Lesetext —
▶

Zoltan: Hi. How are you today?

Meccanoid: Greetings, I am Meccanoid G15KS. Please tell me your name.

Zoltan: Zoltan.

Meccanoid: Nice to meet you, Zoltan.

Nach einer kurzen Pause fragte Meccanoid mich über meine Beziehungen zu anderen Personen aus, mit denen er bereits interagiert hat.

Meccanoid: What is your relationship to Matthew? Friend, family, or other?

Zoltan: Other.

Meccanoid: Understandable. Human relationships can be hard to define.

Pepper robot

Roboter Pepper in Aktion | Bild: Zoltan Istvan | Motherboard

Pepper

Der knapp 1,20 m große Roboter Pepper von Softbank Robotics ist im Vergleich zu Meccanoid ein großer Fortschritt. Während Meccanoid eher wie eine aufgemotzte Legofigur daherkommt, sieht Pepper aus wie ein ordentlicher Humanoid.
Pepper ist mit vier Mikrofonen, zwei HD-Kameras und einer 3D-Kamera ausgestattet. Er ist darauf programmiert, Technik vorzuführen und kommt vor allem in Universitäten und Lehrzentren zum Einsatz. Der Roboter ist außerdem in der Lage, menschliche Emotionen und Stimmlagen zu interpretieren. Sein Preis ist von ursprünglichen 1600 US-Dollar inzwischen auf 20.000 US-Dollar gestiegen. Trotz seiner tollen Features kann Pepper, abhängig von seinem Präsentationsinhalt, ziemlich langweilig sein.

◀

Datensätze —
▶

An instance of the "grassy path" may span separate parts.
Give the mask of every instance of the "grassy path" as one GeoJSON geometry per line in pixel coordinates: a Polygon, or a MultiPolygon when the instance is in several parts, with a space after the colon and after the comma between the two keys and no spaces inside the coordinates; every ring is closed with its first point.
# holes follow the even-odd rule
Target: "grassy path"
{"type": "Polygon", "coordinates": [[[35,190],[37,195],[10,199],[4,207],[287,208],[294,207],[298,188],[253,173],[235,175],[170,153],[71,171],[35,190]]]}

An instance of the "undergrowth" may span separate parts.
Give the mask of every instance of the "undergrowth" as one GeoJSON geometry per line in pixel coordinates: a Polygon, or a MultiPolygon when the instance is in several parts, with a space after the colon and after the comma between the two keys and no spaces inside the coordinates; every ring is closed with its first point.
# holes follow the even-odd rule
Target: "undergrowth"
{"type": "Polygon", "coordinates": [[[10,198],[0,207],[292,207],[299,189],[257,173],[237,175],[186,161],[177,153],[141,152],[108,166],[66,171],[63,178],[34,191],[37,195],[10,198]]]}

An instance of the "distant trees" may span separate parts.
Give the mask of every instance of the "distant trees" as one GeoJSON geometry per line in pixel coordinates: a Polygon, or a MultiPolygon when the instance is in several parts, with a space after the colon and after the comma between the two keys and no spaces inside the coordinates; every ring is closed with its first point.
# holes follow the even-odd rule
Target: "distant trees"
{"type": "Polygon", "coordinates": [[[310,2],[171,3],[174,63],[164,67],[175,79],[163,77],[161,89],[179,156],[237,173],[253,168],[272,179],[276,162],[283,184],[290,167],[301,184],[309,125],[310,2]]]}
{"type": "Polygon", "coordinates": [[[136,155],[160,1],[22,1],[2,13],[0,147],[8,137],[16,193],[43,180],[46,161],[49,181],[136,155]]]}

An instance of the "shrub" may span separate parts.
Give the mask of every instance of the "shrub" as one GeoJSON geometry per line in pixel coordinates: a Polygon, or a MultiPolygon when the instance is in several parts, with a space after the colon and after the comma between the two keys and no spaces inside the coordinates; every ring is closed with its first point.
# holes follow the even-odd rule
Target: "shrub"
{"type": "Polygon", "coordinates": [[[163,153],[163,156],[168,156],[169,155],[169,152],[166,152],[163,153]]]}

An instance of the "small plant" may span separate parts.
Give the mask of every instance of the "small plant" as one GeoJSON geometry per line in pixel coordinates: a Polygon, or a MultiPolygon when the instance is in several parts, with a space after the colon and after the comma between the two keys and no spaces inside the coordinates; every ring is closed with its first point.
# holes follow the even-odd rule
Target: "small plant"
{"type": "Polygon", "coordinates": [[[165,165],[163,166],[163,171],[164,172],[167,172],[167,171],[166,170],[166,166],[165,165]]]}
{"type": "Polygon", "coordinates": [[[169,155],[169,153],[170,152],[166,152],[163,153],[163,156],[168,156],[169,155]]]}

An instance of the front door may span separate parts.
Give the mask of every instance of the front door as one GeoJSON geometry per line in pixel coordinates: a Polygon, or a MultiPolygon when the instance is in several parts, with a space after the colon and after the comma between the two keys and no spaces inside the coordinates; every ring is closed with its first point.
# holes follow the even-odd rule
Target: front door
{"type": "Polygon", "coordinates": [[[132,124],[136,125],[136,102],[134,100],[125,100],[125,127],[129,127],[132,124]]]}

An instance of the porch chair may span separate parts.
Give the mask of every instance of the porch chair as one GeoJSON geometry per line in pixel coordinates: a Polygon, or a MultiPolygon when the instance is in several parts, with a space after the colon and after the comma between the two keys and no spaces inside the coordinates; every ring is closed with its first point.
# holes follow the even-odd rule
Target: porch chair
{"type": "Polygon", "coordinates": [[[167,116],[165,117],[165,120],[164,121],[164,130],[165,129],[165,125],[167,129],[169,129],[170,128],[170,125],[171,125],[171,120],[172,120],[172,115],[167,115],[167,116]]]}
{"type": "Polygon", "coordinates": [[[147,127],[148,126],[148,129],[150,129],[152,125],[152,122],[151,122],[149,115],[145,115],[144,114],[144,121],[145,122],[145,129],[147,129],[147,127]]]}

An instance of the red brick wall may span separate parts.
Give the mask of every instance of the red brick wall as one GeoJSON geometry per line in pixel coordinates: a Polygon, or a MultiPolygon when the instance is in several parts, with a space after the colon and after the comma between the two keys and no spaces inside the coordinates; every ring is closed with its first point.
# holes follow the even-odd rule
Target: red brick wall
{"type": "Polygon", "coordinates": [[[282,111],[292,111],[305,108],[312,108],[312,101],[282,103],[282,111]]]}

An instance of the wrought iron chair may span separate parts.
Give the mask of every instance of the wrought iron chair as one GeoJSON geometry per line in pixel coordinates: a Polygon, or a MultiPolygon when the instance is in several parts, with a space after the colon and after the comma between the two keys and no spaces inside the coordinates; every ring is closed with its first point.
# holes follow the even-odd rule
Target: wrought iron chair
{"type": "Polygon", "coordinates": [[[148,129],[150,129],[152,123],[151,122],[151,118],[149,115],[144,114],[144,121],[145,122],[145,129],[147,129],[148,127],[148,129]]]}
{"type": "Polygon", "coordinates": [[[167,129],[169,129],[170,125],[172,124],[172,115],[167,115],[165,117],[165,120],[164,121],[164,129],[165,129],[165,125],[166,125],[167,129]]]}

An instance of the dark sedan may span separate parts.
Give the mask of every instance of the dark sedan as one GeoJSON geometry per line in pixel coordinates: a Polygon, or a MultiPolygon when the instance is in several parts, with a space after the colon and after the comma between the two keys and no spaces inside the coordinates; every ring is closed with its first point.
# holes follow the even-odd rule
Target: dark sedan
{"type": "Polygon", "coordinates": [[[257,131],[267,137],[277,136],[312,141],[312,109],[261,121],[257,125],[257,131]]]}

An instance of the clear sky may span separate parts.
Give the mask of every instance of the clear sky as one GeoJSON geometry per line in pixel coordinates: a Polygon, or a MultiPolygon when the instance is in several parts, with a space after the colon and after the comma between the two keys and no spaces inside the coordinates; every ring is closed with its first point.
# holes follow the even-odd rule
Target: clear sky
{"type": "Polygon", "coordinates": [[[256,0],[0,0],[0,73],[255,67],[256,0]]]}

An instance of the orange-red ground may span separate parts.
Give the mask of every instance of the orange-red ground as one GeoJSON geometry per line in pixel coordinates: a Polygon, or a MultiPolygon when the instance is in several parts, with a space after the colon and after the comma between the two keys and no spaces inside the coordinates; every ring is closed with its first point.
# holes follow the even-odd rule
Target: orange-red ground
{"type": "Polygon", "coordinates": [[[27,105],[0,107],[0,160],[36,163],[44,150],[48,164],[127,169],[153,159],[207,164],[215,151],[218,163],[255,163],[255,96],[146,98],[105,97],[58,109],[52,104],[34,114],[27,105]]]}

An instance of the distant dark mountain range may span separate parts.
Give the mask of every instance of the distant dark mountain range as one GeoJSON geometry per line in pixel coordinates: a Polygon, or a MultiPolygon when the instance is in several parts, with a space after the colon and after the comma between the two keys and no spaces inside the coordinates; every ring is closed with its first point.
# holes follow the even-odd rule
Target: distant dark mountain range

◀

Zu erledigen — Schreib den Lesetext über die Roboter Meccanoid und Pepper im Anschluss an seinen letzten Satz weiter. Die Einträge spielen hierfür keine Rolle.

Ergebnis —
Wie eingeschränkt Peppers Gesprächsthemen sein können, erfuhr ich bei unserem ersten Treffen in der Emirates NDB Bank in Dubai am eigenen Leib. Ich hatte mich sehr auf das Gespräch mit dem kleinen Roboter mit den riesigen Augen gefreut. Doch zu meiner großen Enttäuschung war dieser Pepper darauf programmiert, ausschließlich übers Banking und Finanzgeschäfte zu reden. Jedes Mal, wenn ich unser Gespräch auf Künstliche Intelligenz oder das menschliche Leben lenken wollte, versuchte er das Gespräch wieder auf sein Themengebiet zurückzulenken. Wenn ich ehrlich bin, habe ich schon mit Siri tiefsinnigere Gespräche auf meinem iPhone geführt.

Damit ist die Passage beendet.